TASK PROMPT
For the listing below, return the line containing "Query: printed paper form", the line containing "# for each instance of the fingernail, put", and all lines in between, exactly as written and nothing else.

DATA FOR THIS TASK
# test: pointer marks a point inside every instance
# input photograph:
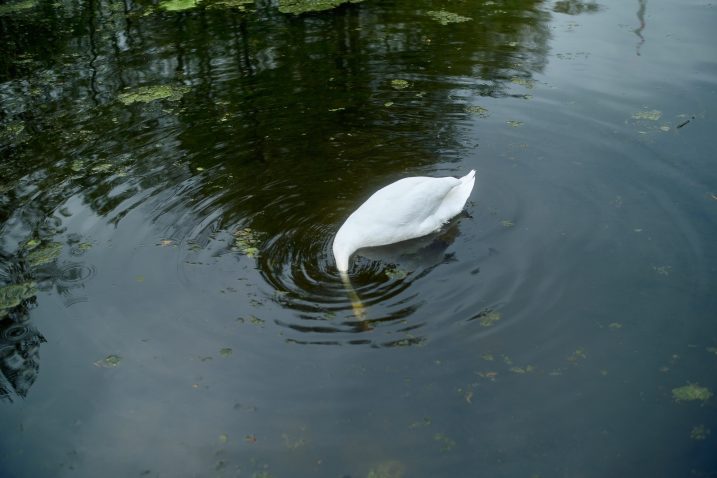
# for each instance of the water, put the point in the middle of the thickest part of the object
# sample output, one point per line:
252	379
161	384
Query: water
180	313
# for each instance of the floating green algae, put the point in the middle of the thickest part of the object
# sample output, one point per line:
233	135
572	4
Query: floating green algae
14	7
240	5
444	18
304	6
146	94
178	5
44	254
399	84
690	392
388	469
477	110
12	295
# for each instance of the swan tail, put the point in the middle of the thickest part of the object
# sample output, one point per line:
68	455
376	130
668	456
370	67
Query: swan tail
457	197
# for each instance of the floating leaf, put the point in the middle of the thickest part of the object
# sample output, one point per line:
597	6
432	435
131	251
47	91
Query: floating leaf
109	361
444	18
691	391
477	110
649	115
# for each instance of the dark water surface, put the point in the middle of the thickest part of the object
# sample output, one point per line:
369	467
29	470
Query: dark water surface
176	311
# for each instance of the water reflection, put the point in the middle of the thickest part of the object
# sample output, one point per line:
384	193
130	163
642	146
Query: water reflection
228	154
641	27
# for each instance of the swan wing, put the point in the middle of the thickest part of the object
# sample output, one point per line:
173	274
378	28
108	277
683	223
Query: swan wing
411	207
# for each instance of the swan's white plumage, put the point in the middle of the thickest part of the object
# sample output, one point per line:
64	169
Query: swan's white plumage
406	209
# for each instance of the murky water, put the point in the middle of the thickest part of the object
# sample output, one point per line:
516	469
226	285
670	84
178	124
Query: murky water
171	182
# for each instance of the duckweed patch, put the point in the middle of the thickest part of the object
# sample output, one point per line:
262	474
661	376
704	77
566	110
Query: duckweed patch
691	392
444	18
12	295
298	7
44	254
147	94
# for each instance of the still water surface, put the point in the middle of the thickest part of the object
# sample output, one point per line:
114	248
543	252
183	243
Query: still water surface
177	311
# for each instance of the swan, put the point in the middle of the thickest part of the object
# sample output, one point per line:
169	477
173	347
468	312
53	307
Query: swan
406	209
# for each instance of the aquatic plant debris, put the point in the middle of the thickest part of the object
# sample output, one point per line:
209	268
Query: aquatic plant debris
387	469
14	7
650	115
44	254
700	432
109	361
146	94
477	110
178	5
444	18
691	392
240	5
298	7
12	295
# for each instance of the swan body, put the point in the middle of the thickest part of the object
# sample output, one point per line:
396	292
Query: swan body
408	208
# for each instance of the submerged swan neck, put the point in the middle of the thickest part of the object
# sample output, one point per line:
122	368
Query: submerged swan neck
343	248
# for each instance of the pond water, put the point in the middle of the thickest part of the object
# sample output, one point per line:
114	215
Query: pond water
171	180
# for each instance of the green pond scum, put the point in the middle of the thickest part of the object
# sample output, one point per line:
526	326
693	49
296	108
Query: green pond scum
178	5
444	18
304	6
691	392
147	94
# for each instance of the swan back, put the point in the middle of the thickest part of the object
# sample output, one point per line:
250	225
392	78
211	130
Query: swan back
408	208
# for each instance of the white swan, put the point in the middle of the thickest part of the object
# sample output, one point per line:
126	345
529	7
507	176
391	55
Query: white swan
409	208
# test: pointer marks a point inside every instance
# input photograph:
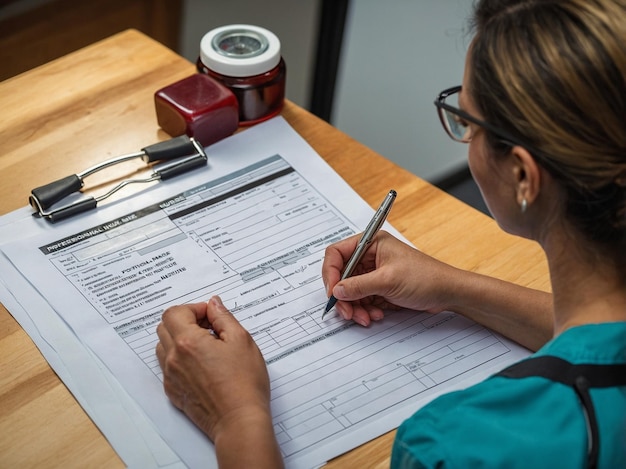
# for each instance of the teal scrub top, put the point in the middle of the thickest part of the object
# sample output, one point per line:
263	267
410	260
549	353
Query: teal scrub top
523	423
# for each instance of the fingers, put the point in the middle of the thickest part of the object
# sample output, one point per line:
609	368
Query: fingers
177	318
221	319
335	258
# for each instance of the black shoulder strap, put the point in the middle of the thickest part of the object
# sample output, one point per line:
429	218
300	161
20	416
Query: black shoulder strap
562	371
581	378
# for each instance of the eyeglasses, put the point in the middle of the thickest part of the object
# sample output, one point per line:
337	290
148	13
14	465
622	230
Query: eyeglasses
455	121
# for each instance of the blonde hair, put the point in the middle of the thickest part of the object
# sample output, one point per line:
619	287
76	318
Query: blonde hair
553	74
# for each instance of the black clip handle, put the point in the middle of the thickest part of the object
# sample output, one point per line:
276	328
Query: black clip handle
71	210
45	196
169	149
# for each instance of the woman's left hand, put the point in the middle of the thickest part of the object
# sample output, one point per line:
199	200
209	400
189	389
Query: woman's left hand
214	372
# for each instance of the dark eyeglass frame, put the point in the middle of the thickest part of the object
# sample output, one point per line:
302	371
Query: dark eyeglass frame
503	136
442	106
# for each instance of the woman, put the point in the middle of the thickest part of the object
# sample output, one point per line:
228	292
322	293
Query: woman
543	109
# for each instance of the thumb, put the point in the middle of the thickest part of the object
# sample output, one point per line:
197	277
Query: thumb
358	287
220	319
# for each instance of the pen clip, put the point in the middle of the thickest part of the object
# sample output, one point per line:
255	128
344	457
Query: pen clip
183	154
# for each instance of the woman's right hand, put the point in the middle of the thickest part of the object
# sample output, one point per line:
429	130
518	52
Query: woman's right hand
391	275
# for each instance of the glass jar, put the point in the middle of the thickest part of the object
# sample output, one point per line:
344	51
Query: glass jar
246	59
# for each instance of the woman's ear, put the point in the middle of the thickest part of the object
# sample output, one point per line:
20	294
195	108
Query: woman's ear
527	176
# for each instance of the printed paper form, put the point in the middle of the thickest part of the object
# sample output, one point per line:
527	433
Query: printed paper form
254	234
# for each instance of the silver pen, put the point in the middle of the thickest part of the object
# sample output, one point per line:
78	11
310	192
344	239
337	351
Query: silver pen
366	238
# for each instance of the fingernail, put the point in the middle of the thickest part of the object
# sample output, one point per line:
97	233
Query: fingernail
340	311
377	316
339	292
217	301
360	321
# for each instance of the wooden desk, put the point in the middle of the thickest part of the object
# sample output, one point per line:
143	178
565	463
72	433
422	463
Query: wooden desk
98	103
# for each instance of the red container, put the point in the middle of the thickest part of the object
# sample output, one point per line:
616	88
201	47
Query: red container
199	107
246	59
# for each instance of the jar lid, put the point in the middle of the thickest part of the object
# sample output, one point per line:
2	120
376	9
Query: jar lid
240	50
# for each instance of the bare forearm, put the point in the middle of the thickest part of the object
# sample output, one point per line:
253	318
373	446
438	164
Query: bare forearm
521	314
248	442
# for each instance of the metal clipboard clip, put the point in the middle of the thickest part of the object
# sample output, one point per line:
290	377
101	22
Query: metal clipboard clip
181	153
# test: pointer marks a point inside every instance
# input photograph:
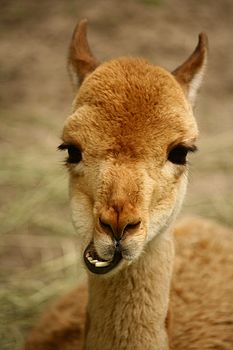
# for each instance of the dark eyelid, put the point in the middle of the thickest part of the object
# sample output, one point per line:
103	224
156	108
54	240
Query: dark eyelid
192	148
65	146
62	147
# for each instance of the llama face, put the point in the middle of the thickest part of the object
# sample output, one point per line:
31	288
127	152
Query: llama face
127	141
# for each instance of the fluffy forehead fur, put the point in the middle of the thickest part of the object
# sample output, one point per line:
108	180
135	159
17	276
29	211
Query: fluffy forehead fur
131	108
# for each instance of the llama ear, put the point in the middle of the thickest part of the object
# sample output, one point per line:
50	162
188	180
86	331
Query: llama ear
80	56
190	73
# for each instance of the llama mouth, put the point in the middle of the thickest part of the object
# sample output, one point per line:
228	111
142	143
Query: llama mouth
97	265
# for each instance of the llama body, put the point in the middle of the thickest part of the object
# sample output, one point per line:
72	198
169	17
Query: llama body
127	140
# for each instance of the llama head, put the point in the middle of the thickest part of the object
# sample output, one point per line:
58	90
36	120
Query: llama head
127	139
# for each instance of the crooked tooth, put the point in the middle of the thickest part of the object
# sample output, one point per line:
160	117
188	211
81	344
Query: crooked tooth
102	263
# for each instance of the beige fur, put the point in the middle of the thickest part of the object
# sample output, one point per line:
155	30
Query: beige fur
128	116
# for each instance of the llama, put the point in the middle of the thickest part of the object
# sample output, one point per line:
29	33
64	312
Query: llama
128	140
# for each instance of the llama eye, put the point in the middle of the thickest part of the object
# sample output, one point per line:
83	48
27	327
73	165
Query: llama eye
179	153
74	153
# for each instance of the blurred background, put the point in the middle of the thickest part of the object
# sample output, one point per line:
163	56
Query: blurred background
38	260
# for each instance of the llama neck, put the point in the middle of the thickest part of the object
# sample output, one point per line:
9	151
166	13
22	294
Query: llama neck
129	310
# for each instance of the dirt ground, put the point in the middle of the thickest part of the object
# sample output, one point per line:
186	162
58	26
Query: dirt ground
37	248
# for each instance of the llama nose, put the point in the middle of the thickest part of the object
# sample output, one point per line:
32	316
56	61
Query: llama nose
116	226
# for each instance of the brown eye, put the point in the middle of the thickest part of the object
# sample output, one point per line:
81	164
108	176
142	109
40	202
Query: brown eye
74	153
179	153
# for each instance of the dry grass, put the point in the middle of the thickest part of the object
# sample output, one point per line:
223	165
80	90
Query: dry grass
37	247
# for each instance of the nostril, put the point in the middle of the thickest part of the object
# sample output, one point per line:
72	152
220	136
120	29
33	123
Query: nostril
105	226
132	226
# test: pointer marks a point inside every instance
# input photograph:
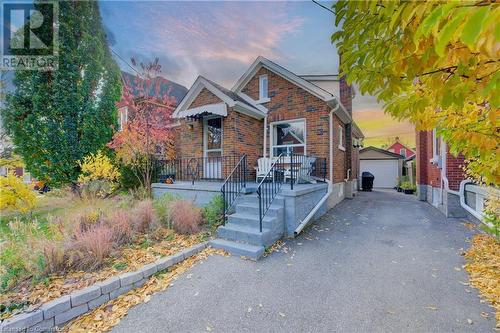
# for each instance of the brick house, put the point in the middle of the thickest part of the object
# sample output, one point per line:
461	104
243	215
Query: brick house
399	148
439	174
267	106
273	113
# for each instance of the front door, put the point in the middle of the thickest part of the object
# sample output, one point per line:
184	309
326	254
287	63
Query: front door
212	147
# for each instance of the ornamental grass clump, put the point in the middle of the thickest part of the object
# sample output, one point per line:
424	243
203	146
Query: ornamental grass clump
186	217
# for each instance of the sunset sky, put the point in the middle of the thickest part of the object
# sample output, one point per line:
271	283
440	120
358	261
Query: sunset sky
221	39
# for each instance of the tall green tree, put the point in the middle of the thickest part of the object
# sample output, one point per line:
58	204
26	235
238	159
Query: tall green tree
55	118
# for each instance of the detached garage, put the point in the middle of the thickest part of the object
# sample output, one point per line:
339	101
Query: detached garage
386	166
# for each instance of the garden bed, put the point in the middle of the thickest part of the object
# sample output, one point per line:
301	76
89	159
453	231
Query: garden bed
48	255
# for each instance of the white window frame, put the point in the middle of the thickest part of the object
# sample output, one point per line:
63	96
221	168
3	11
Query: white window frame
122	117
205	133
272	139
263	93
341	138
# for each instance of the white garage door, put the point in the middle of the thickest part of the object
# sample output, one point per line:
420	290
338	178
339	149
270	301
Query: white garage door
385	172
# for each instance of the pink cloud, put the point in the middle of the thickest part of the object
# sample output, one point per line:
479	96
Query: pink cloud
220	36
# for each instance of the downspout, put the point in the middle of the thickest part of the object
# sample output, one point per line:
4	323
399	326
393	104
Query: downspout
309	216
265	137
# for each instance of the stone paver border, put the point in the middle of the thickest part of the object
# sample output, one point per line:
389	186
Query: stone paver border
63	309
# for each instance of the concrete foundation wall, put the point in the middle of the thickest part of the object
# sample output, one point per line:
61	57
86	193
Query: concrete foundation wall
199	195
447	202
298	204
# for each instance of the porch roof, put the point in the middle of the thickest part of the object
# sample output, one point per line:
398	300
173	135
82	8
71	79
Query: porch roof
228	98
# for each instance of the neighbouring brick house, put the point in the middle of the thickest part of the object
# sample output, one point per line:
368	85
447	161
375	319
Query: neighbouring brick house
272	111
439	174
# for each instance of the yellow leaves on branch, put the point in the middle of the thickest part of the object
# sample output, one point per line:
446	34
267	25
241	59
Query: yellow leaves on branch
435	63
98	167
15	195
483	265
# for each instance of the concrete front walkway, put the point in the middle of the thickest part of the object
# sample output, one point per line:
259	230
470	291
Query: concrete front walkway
383	262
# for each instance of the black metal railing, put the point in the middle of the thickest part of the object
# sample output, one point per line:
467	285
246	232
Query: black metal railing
270	186
304	168
215	168
233	185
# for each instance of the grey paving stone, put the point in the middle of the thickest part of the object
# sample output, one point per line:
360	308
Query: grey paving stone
129	278
164	263
98	301
122	290
140	283
22	321
193	250
43	326
70	314
83	296
149	270
109	285
55	307
177	258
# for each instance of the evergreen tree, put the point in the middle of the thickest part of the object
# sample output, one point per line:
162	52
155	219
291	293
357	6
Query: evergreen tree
55	118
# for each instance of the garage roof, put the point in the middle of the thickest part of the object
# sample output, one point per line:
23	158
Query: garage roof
387	154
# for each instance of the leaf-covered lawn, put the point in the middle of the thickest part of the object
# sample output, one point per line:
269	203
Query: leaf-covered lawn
483	265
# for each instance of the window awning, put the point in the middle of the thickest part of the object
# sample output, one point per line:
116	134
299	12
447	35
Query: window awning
219	109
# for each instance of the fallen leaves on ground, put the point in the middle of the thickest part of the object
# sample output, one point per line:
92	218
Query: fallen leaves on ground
483	265
130	258
105	317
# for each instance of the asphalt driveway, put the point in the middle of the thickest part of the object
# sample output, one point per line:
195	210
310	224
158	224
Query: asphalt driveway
382	262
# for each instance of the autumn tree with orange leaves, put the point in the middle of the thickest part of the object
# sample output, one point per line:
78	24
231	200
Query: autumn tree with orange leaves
147	135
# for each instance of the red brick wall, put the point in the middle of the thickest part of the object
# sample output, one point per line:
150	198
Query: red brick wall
288	102
454	170
428	174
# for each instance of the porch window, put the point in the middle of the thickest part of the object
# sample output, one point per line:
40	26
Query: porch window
288	137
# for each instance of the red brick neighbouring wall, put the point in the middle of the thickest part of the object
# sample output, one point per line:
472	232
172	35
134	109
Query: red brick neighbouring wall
429	174
289	102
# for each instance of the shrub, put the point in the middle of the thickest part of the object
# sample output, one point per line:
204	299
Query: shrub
162	208
54	255
15	194
121	223
213	212
88	249
12	266
98	175
144	218
186	217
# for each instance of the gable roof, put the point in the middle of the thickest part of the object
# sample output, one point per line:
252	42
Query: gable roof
308	86
382	151
228	97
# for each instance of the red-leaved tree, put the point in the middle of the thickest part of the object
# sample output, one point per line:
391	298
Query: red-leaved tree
147	134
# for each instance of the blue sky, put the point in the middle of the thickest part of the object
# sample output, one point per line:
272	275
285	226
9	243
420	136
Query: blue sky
221	39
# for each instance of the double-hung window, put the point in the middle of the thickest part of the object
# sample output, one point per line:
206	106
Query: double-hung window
288	137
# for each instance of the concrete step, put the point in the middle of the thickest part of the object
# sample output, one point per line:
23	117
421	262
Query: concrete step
252	220
243	233
253	252
253	209
254	199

TASK RESPONSE
Query: printed paper form
254	234
# for each instance of the silver pen, put the point in the middle of the thickest part of the object
# sample output, one point per line:
78	11
310	192
344	239
337	351
Query: silver pen
366	238
# for each instance of the fingernail, put the point in the middle of the thickest part of the object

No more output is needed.